**TASK TO COMPLETE**
Determine how many lines in the records hold the word "below". Return the number alone.

Referring expression pointing data
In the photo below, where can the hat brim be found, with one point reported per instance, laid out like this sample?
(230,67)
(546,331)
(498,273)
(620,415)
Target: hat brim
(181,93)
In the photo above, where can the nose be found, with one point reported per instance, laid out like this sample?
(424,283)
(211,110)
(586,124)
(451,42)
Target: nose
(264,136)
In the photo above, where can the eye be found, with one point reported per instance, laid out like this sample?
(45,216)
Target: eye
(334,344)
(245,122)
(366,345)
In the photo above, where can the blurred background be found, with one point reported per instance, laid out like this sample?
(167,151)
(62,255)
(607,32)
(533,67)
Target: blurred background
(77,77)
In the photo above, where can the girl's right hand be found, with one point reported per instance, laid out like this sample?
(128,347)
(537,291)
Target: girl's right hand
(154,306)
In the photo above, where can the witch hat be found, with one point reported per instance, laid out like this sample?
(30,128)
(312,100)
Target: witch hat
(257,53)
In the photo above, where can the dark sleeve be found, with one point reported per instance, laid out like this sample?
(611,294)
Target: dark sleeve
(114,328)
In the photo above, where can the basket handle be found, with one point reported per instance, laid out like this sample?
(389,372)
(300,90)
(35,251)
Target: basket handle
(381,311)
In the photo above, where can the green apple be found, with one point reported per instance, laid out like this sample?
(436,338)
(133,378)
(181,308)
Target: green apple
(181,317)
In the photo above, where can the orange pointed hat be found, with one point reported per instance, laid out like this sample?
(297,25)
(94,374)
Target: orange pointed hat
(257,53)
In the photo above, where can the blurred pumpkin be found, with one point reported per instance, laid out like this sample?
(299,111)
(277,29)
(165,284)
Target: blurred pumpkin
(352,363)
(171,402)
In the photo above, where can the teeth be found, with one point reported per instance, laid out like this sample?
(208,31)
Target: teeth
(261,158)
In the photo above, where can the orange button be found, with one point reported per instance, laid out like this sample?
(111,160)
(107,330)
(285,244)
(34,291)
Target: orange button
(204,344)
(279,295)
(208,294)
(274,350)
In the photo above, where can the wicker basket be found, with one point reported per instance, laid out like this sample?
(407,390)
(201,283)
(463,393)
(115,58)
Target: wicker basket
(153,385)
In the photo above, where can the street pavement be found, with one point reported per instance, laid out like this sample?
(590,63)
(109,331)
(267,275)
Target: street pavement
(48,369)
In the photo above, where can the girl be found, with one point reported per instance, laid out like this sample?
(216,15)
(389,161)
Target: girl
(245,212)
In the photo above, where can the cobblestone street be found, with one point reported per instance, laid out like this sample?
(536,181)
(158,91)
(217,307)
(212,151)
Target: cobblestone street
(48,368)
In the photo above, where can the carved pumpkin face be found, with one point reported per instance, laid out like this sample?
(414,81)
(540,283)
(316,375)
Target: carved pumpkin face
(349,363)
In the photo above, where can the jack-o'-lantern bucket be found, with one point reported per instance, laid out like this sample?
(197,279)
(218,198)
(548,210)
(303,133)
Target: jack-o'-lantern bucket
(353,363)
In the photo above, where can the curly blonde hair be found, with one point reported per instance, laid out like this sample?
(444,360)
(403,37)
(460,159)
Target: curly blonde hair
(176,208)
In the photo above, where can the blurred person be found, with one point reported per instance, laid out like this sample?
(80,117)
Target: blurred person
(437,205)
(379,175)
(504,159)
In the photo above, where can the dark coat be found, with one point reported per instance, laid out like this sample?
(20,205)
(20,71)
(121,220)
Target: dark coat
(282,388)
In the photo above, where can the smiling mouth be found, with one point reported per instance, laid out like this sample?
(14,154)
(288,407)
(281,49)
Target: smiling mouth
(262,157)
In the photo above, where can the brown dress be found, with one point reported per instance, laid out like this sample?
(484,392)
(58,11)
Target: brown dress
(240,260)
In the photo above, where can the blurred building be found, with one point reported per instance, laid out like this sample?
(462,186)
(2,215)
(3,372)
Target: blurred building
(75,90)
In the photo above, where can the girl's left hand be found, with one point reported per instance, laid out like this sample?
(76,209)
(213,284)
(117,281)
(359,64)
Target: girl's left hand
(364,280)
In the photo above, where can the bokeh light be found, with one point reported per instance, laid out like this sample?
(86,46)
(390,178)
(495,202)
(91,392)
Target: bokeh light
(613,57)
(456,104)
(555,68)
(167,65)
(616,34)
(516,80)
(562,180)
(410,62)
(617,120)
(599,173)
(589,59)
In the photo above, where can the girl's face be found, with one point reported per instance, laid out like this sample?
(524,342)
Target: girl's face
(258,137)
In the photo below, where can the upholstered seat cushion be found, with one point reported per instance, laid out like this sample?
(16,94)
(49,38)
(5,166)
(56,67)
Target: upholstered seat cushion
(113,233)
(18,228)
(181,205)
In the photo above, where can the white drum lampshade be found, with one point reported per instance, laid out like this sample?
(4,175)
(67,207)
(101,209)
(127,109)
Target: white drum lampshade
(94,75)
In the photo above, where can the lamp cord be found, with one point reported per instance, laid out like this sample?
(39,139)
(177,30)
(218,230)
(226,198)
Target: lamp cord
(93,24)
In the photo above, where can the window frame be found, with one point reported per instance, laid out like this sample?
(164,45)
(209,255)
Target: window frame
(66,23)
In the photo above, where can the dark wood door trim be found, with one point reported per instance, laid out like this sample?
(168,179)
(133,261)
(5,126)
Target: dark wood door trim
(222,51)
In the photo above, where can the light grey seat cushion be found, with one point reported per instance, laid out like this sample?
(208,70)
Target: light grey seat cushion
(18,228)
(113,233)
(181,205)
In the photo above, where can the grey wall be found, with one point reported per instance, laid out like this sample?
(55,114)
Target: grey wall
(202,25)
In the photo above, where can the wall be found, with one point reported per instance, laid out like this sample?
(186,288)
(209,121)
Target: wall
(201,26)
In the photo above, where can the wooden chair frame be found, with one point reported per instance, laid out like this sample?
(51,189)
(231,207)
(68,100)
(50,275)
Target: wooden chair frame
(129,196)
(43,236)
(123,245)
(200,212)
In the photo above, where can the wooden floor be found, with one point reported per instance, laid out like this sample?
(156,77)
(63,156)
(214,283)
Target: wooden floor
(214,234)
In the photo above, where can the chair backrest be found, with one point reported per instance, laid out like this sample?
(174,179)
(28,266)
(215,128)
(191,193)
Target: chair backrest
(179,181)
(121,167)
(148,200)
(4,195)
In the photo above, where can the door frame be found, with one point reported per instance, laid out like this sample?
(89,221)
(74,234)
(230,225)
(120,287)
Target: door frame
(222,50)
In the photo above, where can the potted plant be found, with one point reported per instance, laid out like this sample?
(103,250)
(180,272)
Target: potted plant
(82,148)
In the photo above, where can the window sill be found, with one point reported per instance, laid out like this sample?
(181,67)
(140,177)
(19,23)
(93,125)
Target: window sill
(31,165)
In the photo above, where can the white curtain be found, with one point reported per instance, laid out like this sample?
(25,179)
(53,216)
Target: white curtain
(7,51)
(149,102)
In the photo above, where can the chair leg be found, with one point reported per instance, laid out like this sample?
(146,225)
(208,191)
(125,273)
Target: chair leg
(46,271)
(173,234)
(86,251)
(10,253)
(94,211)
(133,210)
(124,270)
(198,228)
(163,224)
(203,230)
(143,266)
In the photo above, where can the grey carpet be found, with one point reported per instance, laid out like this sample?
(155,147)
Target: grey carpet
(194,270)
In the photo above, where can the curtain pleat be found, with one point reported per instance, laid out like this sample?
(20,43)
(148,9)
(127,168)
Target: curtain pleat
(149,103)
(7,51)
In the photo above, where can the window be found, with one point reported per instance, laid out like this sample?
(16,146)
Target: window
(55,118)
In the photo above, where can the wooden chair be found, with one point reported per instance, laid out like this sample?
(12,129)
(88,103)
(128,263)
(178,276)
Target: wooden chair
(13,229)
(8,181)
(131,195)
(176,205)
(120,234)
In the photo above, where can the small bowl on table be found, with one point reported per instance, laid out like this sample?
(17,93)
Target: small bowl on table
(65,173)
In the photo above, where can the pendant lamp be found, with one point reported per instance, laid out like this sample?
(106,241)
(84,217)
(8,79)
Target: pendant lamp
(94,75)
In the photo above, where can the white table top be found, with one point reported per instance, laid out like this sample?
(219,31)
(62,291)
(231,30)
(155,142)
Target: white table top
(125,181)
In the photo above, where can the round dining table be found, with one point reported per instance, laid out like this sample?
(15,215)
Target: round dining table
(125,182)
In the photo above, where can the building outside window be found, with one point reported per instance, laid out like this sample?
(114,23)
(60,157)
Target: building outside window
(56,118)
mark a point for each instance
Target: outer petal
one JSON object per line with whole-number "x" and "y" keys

**TASK OUTPUT**
2